Please retype all of the records below line for line, with no changes.

Labeling and segmentation records
[start]
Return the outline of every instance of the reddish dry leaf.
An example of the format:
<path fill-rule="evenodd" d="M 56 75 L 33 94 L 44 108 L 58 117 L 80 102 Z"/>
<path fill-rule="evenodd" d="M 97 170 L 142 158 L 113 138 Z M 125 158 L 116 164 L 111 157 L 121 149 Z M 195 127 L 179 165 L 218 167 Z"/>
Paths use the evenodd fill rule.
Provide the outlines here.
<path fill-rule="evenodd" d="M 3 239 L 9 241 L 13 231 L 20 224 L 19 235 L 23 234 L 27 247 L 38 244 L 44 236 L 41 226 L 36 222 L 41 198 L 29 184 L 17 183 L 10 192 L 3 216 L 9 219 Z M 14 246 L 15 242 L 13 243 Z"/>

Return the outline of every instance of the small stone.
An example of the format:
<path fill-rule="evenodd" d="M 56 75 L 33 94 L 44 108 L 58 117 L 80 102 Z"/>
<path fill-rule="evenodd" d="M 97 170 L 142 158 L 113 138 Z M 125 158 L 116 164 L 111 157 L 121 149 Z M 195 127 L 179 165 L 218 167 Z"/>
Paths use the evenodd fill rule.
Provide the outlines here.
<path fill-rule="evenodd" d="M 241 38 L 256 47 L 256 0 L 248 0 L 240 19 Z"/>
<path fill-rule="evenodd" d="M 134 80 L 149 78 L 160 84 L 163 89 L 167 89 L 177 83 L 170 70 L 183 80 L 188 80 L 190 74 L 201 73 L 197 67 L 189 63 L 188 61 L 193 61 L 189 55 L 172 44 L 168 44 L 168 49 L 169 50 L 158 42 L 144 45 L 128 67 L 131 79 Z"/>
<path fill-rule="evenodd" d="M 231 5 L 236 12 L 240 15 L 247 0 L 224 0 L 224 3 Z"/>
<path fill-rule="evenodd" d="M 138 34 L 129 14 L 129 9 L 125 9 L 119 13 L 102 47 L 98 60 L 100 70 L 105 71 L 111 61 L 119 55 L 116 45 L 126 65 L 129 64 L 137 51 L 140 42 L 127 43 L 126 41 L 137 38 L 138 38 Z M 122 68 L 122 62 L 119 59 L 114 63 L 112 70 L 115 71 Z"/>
[end]
» **FULL OUTPUT**
Return the outline of every instance of the reddish dry leaf.
An example of the format:
<path fill-rule="evenodd" d="M 56 75 L 33 94 L 44 108 L 58 117 L 80 102 Z"/>
<path fill-rule="evenodd" d="M 97 170 L 142 158 L 113 138 Z M 125 158 L 116 164 L 111 157 L 121 149 Z M 195 127 L 179 165 L 218 167 Z"/>
Paths use the evenodd fill rule.
Provide the outlines here.
<path fill-rule="evenodd" d="M 3 239 L 9 241 L 13 231 L 20 224 L 19 235 L 23 234 L 27 247 L 38 244 L 44 236 L 41 226 L 36 222 L 41 198 L 29 184 L 17 183 L 10 192 L 3 216 L 9 219 Z M 14 246 L 15 242 L 13 243 Z"/>

Return the outline of every instance of the small stone.
An example of the format:
<path fill-rule="evenodd" d="M 56 75 L 33 94 L 44 108 L 58 117 L 80 102 Z"/>
<path fill-rule="evenodd" d="M 97 170 L 142 158 L 113 138 Z M 125 158 L 116 164 L 111 157 L 121 149 Z M 195 127 L 179 165 L 218 167 Z"/>
Paths use the evenodd fill rule.
Provide the outlines here.
<path fill-rule="evenodd" d="M 241 38 L 256 47 L 256 0 L 248 0 L 240 19 Z"/>
<path fill-rule="evenodd" d="M 134 80 L 149 78 L 160 84 L 163 89 L 167 89 L 177 83 L 170 70 L 183 80 L 188 80 L 190 74 L 201 73 L 197 67 L 189 63 L 188 61 L 193 61 L 189 55 L 172 44 L 168 44 L 168 49 L 169 50 L 158 42 L 144 45 L 128 67 L 131 79 Z"/>
<path fill-rule="evenodd" d="M 231 5 L 236 12 L 240 15 L 247 0 L 224 0 L 224 3 Z"/>
<path fill-rule="evenodd" d="M 138 34 L 129 14 L 129 9 L 125 9 L 119 13 L 102 47 L 98 60 L 100 70 L 105 71 L 111 61 L 119 55 L 116 45 L 126 65 L 129 64 L 137 51 L 140 42 L 127 43 L 126 41 L 137 38 L 138 38 Z M 122 68 L 122 62 L 119 59 L 114 63 L 112 70 L 115 71 Z"/>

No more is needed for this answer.